===== MATERIAL SUPPLIED =====

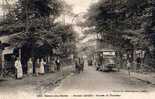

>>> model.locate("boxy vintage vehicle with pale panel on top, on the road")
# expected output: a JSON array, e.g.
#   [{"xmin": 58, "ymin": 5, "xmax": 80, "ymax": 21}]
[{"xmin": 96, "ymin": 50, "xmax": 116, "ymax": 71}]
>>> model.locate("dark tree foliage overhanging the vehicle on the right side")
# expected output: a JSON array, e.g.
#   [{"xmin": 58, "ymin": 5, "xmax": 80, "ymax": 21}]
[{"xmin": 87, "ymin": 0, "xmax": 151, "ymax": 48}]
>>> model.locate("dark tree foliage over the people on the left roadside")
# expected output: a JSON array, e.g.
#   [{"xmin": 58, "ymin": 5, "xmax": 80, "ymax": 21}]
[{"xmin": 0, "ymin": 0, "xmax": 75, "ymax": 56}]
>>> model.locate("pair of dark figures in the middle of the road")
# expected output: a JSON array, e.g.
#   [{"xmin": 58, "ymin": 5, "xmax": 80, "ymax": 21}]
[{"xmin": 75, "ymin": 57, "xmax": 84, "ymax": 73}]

=====
===== MATERIAL SUPPLIED =====

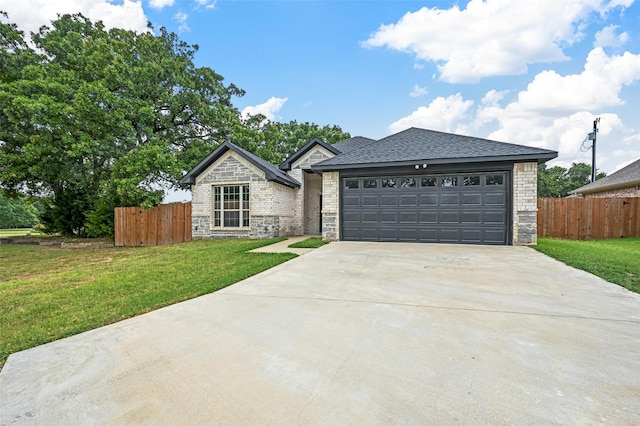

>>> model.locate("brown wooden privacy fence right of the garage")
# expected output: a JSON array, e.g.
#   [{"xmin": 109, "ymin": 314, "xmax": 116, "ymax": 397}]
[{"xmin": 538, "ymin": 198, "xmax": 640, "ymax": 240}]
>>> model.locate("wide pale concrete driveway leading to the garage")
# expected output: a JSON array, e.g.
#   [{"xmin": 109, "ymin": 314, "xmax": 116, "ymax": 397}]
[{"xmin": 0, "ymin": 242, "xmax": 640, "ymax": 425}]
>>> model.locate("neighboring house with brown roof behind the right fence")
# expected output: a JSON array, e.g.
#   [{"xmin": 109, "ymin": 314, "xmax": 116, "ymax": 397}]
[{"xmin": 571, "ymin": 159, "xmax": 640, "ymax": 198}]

=====

GOAL OF THE EXERCISE:
The answer must be every line from the records above that contains the word "right", copied in full.

COMPLETED EXERCISE:
>>> model.locate("dark tree foliage overhanging the vehicle on the right side")
>>> model.locate("brown wooden privacy fence right of the garage")
>>> model.locate("neighboring house with brown roof behind the right fence")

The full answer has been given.